Available data
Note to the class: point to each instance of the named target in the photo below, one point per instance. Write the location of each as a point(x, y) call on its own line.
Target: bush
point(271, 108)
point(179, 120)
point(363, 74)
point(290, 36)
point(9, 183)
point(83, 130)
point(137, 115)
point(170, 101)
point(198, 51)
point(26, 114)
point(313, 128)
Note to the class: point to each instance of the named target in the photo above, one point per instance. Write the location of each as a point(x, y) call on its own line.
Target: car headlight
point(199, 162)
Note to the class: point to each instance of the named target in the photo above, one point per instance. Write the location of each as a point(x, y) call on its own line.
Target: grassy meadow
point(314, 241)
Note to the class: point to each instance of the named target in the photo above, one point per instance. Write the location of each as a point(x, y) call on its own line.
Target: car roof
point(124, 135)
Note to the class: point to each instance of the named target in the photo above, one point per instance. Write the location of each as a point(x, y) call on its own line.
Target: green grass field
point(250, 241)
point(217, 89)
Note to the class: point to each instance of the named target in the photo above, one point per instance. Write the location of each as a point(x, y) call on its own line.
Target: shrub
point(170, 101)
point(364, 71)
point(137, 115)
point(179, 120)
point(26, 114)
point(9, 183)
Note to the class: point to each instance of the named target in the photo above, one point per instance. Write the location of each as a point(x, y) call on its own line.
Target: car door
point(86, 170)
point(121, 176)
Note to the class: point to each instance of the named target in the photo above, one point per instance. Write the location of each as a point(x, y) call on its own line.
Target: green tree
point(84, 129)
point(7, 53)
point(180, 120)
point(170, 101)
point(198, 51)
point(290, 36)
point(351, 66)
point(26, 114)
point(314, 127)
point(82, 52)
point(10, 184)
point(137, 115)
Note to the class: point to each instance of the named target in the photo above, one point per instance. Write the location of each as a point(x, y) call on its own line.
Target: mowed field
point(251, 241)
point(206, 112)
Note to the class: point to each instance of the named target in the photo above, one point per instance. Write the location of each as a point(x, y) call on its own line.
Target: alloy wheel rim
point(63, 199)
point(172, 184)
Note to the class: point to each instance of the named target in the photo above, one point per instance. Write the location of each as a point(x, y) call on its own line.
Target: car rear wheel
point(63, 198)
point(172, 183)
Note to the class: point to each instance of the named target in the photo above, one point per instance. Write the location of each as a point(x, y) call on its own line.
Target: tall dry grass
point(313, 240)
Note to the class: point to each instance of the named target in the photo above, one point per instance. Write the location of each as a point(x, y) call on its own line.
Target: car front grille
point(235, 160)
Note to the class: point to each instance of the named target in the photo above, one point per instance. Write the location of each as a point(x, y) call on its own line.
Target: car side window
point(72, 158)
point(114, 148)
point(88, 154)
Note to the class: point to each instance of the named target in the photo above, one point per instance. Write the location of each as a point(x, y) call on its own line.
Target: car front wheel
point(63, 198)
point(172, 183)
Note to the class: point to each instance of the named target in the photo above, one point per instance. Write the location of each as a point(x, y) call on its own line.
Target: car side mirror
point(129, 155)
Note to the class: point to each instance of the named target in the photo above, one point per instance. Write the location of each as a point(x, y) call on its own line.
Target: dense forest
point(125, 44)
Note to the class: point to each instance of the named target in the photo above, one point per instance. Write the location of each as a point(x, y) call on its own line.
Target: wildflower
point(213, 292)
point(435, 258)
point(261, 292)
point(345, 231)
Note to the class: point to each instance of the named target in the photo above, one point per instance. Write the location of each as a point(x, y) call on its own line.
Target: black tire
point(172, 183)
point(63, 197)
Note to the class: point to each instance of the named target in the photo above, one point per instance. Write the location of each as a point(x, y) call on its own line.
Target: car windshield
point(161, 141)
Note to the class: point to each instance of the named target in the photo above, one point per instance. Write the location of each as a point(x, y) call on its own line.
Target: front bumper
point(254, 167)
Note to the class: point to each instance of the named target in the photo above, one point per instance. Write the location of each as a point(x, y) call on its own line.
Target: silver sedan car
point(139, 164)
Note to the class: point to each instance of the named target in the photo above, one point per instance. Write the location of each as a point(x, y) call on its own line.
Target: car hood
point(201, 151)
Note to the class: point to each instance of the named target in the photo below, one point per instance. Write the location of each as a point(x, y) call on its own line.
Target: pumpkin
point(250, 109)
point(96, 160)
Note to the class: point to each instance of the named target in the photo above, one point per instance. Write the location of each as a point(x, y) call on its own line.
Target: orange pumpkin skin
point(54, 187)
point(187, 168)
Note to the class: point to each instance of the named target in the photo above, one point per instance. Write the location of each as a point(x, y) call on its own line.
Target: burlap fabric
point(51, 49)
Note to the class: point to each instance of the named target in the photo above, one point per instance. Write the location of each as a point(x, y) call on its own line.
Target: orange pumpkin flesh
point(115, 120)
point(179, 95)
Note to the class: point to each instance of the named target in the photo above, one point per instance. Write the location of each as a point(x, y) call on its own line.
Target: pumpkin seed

What to produce
Each line from the one with "Target: car windshield" through the last line of the records must be written out word for word. Include nothing else.

Response to this exercise
Target: car windshield
point(161, 141)
Note to the class: point to each instance of the named target in the photo above, one point per instance. Write the location of each as a point(x, y) call on its own line.
Target: front bumper
point(254, 167)
Note to the class: point to each instance of the named target in the photo above, one point per instance. Write the location of each as a point(x, y) call on its own line.
Target: silver sedan car
point(139, 164)
Note to the class: point to each instance of the named target in the photo above, one point per instance. Write the location of each as a point(x, y) call on its own line.
Target: car hood
point(201, 151)
Note to the class: point to each instance of the named target in the photo below, one point per instance. Write the location of each as a point(x, y) call on its own line.
Target: pumpkin
point(250, 109)
point(96, 160)
Note to the class: point to each instance of the named target in the photo above, one point per instance. Write the location of each as a point(x, y) call on its own line.
Target: orange pumpkin skin
point(54, 187)
point(187, 168)
Note to the class: point to each instance of the named target in the photo above, one point per instance. Write the location of each as a point(x, y) call on its own line.
Target: burlap fabric
point(51, 49)
Note to the class: point to each instance of the named target in the photo above, one point per instance. Write the location of each as a point(x, y) call on its own line.
Target: orange pumpkin flesh
point(115, 120)
point(179, 95)
Note to the class: point to each instance of the named target in the photo above, one point per instance. Write the location of each as a point(x, y) call on its own line.
Target: pumpkin seed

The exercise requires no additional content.